### EXERCISE DIRECTIONS
Extract every line of the items that contains the word "hand", matching case exactly.

### INFORMATION GIVEN

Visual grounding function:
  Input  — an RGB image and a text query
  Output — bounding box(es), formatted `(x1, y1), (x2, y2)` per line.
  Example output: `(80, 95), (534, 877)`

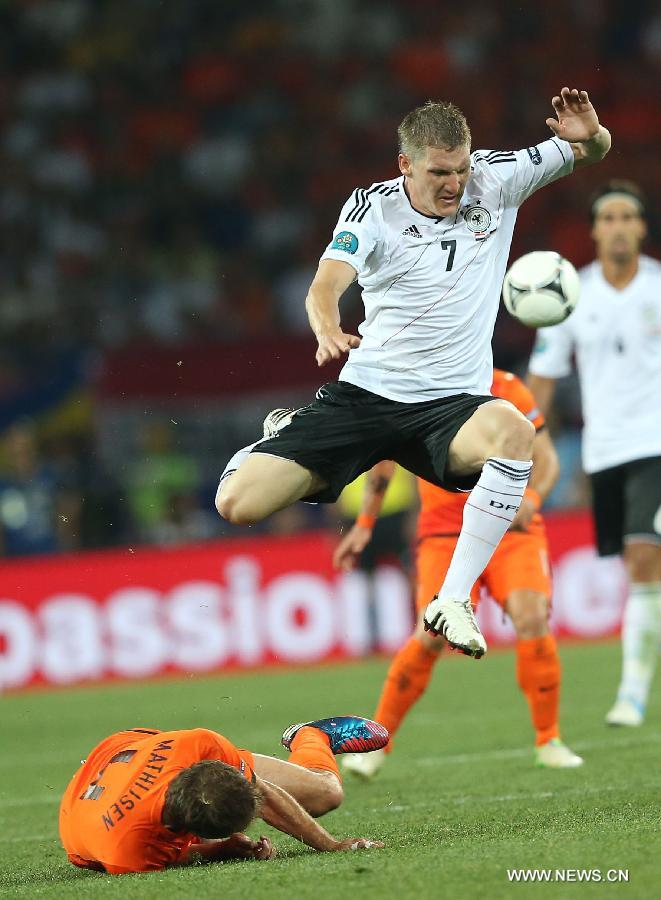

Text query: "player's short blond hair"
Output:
(397, 100), (471, 159)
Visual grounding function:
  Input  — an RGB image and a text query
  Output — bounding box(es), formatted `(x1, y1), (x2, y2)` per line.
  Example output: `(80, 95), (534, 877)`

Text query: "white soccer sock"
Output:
(439, 457), (532, 603)
(617, 582), (661, 713)
(218, 438), (264, 488)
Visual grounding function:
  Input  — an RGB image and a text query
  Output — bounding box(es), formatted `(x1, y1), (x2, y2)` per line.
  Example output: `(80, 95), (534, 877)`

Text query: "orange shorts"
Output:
(416, 530), (552, 612)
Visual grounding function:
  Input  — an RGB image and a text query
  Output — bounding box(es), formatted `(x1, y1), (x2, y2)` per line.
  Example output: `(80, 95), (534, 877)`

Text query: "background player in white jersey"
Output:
(216, 88), (610, 657)
(528, 181), (661, 725)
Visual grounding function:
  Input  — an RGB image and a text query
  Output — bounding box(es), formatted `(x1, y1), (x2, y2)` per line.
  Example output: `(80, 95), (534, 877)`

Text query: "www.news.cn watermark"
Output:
(507, 869), (629, 884)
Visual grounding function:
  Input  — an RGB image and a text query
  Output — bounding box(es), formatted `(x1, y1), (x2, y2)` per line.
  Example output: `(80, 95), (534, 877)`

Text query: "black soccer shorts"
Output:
(252, 381), (494, 503)
(590, 456), (661, 556)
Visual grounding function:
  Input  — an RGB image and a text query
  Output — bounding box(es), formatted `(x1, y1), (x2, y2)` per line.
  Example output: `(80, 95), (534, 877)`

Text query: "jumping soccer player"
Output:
(528, 181), (661, 725)
(334, 369), (583, 778)
(60, 716), (388, 875)
(216, 88), (610, 657)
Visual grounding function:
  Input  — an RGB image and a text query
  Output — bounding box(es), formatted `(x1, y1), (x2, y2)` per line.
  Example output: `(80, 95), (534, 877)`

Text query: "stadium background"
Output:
(0, 0), (661, 686)
(0, 0), (661, 900)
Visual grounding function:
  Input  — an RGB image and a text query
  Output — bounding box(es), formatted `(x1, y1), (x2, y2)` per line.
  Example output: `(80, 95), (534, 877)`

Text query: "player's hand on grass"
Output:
(546, 88), (599, 144)
(332, 838), (385, 850)
(508, 495), (537, 531)
(316, 325), (360, 366)
(223, 833), (276, 859)
(333, 525), (372, 572)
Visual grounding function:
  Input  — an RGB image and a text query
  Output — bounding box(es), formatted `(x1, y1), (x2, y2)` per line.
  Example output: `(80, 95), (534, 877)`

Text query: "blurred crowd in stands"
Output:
(0, 0), (661, 555)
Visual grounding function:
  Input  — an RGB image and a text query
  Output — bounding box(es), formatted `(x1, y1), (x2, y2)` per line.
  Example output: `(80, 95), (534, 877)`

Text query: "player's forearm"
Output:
(305, 282), (340, 337)
(259, 779), (339, 850)
(360, 459), (397, 519)
(571, 125), (611, 166)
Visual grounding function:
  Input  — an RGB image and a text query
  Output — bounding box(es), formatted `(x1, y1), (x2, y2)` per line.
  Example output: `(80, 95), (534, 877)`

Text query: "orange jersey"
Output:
(418, 369), (544, 538)
(60, 728), (254, 875)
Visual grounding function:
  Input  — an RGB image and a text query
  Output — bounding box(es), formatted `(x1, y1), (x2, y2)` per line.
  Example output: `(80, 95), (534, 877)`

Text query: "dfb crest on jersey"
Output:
(331, 231), (358, 253)
(464, 203), (491, 234)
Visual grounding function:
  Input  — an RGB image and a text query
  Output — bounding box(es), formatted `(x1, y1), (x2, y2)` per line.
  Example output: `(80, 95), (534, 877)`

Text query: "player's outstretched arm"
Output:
(178, 833), (276, 866)
(305, 259), (360, 366)
(546, 87), (611, 168)
(256, 778), (383, 851)
(333, 459), (397, 572)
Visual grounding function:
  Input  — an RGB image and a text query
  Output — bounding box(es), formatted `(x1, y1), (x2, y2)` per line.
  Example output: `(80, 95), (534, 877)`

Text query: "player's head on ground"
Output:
(590, 179), (647, 263)
(162, 760), (259, 838)
(397, 100), (471, 216)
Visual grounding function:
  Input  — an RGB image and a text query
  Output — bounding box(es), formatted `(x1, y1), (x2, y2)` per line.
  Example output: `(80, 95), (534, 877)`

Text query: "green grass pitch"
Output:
(0, 643), (661, 900)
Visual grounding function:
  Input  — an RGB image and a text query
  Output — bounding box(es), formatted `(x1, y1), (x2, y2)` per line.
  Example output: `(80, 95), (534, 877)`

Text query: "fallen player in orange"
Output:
(60, 716), (388, 875)
(334, 369), (583, 778)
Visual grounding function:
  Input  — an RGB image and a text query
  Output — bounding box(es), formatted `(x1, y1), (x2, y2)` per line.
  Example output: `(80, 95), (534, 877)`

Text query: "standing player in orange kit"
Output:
(60, 716), (388, 875)
(334, 369), (583, 778)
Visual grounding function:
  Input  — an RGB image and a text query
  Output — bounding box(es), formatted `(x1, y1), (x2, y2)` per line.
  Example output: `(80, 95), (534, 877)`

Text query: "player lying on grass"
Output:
(335, 369), (583, 778)
(60, 716), (388, 875)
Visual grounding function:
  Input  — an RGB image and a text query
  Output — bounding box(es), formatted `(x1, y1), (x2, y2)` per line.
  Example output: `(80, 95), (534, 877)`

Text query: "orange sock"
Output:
(516, 634), (560, 747)
(289, 725), (340, 778)
(374, 637), (438, 752)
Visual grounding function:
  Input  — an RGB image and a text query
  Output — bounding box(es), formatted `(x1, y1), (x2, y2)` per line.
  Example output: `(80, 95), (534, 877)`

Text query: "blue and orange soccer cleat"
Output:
(282, 716), (390, 754)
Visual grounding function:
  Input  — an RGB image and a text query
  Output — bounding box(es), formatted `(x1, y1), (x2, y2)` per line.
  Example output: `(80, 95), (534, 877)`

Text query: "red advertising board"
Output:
(0, 514), (625, 688)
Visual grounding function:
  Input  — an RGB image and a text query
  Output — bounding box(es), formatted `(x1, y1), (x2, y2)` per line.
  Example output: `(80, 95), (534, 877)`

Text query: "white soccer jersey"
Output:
(322, 138), (574, 403)
(530, 256), (661, 472)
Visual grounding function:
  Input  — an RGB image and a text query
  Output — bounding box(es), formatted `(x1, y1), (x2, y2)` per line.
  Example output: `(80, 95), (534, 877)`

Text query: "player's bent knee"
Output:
(507, 594), (549, 640)
(491, 409), (535, 459)
(216, 485), (263, 525)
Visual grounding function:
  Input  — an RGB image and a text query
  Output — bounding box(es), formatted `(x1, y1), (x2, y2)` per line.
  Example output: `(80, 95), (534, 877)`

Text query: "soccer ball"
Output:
(503, 250), (581, 328)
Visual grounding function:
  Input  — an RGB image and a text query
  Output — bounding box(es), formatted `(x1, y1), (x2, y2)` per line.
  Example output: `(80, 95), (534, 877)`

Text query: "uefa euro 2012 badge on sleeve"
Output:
(331, 231), (358, 253)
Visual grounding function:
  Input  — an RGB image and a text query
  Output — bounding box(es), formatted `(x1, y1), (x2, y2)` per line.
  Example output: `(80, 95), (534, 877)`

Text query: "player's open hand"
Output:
(546, 88), (599, 144)
(333, 525), (372, 572)
(333, 838), (385, 850)
(223, 833), (276, 859)
(316, 326), (360, 366)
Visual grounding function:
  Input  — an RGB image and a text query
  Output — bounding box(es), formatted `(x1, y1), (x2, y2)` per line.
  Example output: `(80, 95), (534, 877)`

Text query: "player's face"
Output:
(399, 146), (470, 216)
(592, 197), (647, 263)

### THE REPLY
Text query: "player's hand on grass"
Text query: "player's open hand"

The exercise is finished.